= Goal =
Reproduce word for word the lines of the material below, beginning with the line that contains "Existence check for any light" and continuing through the line that contains "0 1 429 106", with both of those lines included.

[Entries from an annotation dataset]
================================

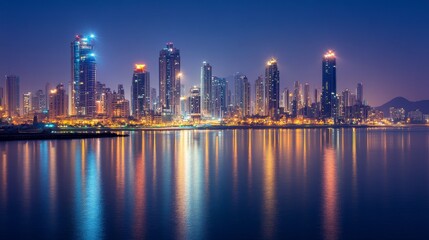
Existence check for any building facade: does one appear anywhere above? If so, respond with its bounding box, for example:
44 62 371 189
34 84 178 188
321 50 337 118
201 62 213 117
131 64 151 119
69 35 96 117
159 43 181 115
5 75 20 117
265 58 280 118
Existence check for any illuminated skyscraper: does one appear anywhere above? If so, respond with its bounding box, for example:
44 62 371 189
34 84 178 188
201 62 213 117
159 43 181 115
211 77 228 118
131 64 151 118
321 50 337 118
265 58 280 117
189 86 201 118
255 76 266 116
5 75 20 117
49 83 68 118
356 83 363 105
234 73 250 117
69 35 96 117
22 92 32 116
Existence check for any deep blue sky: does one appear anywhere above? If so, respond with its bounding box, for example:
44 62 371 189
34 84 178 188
0 0 429 105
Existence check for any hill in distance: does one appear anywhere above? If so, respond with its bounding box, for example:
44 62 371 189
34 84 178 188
376 97 429 116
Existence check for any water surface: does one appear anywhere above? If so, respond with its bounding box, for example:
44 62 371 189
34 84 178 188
0 128 429 239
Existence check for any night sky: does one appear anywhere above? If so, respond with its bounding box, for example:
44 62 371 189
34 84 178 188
0 0 429 106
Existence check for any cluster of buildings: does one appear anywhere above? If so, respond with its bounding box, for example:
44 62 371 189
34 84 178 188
0 35 424 124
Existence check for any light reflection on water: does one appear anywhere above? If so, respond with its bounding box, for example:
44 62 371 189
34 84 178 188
0 128 429 239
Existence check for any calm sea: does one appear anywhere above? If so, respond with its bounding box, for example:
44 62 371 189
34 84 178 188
0 127 429 239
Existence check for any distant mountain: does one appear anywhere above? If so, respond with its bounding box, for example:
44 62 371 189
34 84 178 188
376 97 429 116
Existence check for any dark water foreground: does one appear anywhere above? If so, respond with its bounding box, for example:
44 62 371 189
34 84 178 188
0 128 429 239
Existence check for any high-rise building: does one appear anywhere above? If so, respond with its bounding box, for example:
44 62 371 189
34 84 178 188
189 86 201 118
0 87 4 109
280 88 290 112
159 43 181 115
255 76 267 116
69 35 96 117
321 50 337 118
131 64 151 118
5 75 20 117
234 73 250 117
201 62 213 117
22 92 32 116
49 83 68 118
356 83 363 105
292 81 303 117
150 88 158 112
112 84 130 118
31 89 48 113
210 76 228 118
265 58 280 117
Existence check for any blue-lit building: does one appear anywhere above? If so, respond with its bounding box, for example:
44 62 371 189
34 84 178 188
321 50 337 118
131 64 151 119
69 35 96 117
159 43 181 115
265 58 280 118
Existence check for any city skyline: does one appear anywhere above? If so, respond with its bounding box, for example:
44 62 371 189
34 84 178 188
0 1 429 106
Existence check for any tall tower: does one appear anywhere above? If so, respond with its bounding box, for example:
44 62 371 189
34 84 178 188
234 73 250 117
255 76 266 116
49 83 68 118
131 64 151 118
265 58 280 117
211 77 228 118
321 50 337 118
69 35 96 117
5 75 20 117
356 83 363 105
201 62 213 116
189 86 201 118
159 42 181 115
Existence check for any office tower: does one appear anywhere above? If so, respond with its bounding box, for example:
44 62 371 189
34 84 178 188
45 83 51 110
69 35 96 117
280 88 290 112
234 73 250 117
118 84 125 100
112 84 130 118
211 76 228 118
255 76 266 116
265 58 280 117
31 89 48 113
303 83 311 117
5 75 20 117
150 88 158 112
321 50 337 118
356 83 363 105
0 87 4 109
22 92 32 116
201 62 212 117
49 83 68 118
131 64 150 119
304 83 311 107
189 86 201 117
159 43 181 115
292 81 302 117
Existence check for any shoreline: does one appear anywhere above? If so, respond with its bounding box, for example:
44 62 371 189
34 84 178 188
0 132 128 142
55 124 429 132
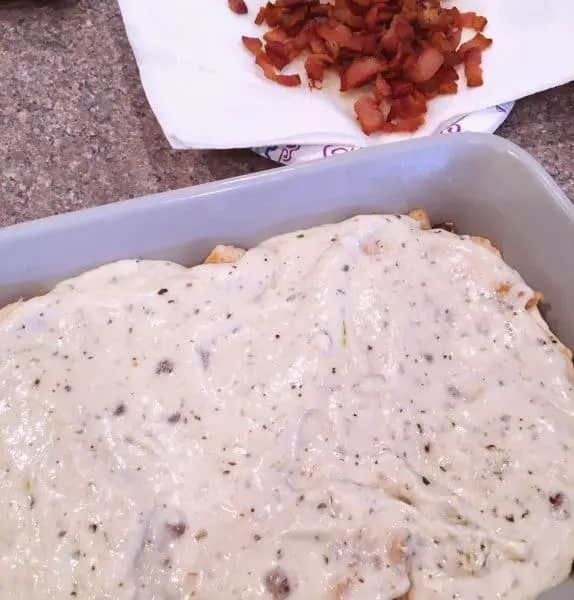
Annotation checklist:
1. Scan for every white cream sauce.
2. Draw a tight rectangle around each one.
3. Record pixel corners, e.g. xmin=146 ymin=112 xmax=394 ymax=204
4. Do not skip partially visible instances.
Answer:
xmin=0 ymin=216 xmax=574 ymax=600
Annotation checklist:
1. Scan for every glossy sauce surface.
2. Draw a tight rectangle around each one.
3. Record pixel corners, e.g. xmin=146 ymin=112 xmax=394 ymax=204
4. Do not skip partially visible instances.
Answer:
xmin=0 ymin=216 xmax=574 ymax=600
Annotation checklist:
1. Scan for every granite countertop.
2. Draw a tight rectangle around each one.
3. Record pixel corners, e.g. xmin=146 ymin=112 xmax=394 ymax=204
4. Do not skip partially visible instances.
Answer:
xmin=0 ymin=0 xmax=574 ymax=226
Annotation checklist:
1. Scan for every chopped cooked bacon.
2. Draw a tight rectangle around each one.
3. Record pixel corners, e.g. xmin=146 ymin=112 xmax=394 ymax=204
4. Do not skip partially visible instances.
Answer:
xmin=227 ymin=0 xmax=247 ymax=15
xmin=457 ymin=33 xmax=492 ymax=60
xmin=305 ymin=54 xmax=333 ymax=88
xmin=405 ymin=46 xmax=444 ymax=83
xmin=464 ymin=48 xmax=483 ymax=87
xmin=232 ymin=0 xmax=492 ymax=135
xmin=355 ymin=96 xmax=385 ymax=135
xmin=255 ymin=52 xmax=301 ymax=87
xmin=341 ymin=56 xmax=384 ymax=92
xmin=460 ymin=12 xmax=488 ymax=31
xmin=241 ymin=35 xmax=263 ymax=56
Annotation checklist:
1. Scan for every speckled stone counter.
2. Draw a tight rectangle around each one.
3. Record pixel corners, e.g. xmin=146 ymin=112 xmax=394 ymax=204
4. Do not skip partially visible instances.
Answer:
xmin=0 ymin=0 xmax=574 ymax=226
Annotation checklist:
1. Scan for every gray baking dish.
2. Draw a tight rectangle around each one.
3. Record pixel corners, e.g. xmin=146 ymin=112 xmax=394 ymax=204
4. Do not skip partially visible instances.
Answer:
xmin=0 ymin=134 xmax=574 ymax=600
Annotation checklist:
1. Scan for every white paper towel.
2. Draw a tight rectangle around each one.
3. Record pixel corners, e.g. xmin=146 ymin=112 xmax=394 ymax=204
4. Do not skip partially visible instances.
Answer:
xmin=119 ymin=0 xmax=574 ymax=157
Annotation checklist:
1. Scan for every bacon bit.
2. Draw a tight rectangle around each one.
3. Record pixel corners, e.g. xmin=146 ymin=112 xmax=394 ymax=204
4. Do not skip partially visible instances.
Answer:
xmin=232 ymin=0 xmax=492 ymax=135
xmin=373 ymin=73 xmax=393 ymax=102
xmin=405 ymin=46 xmax=444 ymax=83
xmin=355 ymin=96 xmax=386 ymax=135
xmin=464 ymin=48 xmax=483 ymax=87
xmin=460 ymin=12 xmax=488 ymax=31
xmin=305 ymin=54 xmax=333 ymax=88
xmin=227 ymin=0 xmax=248 ymax=15
xmin=241 ymin=35 xmax=263 ymax=56
xmin=255 ymin=52 xmax=301 ymax=87
xmin=458 ymin=33 xmax=492 ymax=61
xmin=341 ymin=56 xmax=383 ymax=92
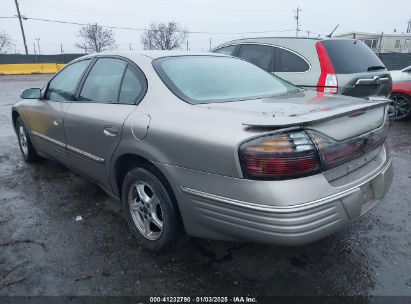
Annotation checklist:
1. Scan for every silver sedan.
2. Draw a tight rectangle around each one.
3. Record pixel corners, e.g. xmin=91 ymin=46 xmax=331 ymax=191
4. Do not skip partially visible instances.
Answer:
xmin=12 ymin=52 xmax=393 ymax=251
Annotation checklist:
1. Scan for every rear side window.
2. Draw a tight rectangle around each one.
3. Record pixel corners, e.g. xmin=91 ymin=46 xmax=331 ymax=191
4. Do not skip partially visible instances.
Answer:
xmin=274 ymin=48 xmax=310 ymax=72
xmin=119 ymin=67 xmax=145 ymax=104
xmin=238 ymin=44 xmax=274 ymax=72
xmin=79 ymin=58 xmax=127 ymax=103
xmin=320 ymin=40 xmax=385 ymax=74
xmin=214 ymin=45 xmax=236 ymax=55
xmin=46 ymin=59 xmax=91 ymax=101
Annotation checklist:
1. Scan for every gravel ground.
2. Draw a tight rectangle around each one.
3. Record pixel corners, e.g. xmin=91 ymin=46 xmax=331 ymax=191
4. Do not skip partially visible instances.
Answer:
xmin=0 ymin=75 xmax=411 ymax=301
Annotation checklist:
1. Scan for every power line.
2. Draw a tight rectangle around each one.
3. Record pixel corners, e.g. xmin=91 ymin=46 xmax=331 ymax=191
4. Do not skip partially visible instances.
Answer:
xmin=0 ymin=16 xmax=294 ymax=35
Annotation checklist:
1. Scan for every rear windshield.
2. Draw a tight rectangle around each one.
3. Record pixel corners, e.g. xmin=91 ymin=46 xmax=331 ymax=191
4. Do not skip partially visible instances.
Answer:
xmin=153 ymin=56 xmax=299 ymax=104
xmin=321 ymin=40 xmax=385 ymax=74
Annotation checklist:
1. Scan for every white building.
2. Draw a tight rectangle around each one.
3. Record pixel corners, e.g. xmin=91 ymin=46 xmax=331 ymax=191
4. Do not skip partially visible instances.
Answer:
xmin=333 ymin=32 xmax=411 ymax=53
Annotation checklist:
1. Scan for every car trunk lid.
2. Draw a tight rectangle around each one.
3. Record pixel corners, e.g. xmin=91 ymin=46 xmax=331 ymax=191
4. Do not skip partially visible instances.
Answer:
xmin=199 ymin=91 xmax=389 ymax=140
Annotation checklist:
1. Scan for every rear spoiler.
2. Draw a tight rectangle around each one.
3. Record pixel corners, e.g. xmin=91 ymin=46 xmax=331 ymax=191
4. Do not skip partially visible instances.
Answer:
xmin=242 ymin=97 xmax=391 ymax=128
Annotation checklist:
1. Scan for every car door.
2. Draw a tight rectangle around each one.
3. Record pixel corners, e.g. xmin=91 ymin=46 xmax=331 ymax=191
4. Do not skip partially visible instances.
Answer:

================================

= Exercise result =
Existence check for any light reflection on water: does one appear anywhere above? If so, respond with its bounding box, for example:
44 62 371 189
34 84 178 188
0 128 429 239
Existence check for any calm sea: does one appear anywhere above? If so, respond with its bounding box, for example:
44 62 371 189
34 84 178 188
0 127 429 239
Existence check for any distant mountain: does one appear anywhere above? If so, respond with its bounding box, for example:
44 62 371 189
34 84 178 188
376 97 429 116
Existence check for any dark water foreground: does one appear anywhere above? If so, respond with its bounding box, for example:
44 62 371 189
34 84 178 188
0 128 429 239
Existence check for any high-rise building: does one appear anywhere above? If so, respond with its bounding box, for example:
44 62 371 189
34 84 178 188
189 86 201 118
0 87 4 109
280 88 290 112
159 43 181 115
255 76 267 116
69 35 96 117
321 50 337 118
131 64 151 118
5 75 20 117
234 73 250 117
201 62 213 117
22 92 32 116
49 83 68 118
356 83 363 105
292 81 303 117
150 88 158 112
112 84 130 118
31 89 48 113
210 76 228 118
265 58 280 117
Existence check for any blue-lit building: does one appear anywhere above? If so, respond with its bounding box, for example:
44 62 371 189
34 84 178 188
321 50 337 118
131 64 151 119
69 35 96 117
159 43 181 115
265 58 280 118
Existence check for any city skyline: does one appear anywhere above? If so, respond with its bounding box, for example:
44 62 371 189
34 84 178 188
0 1 429 106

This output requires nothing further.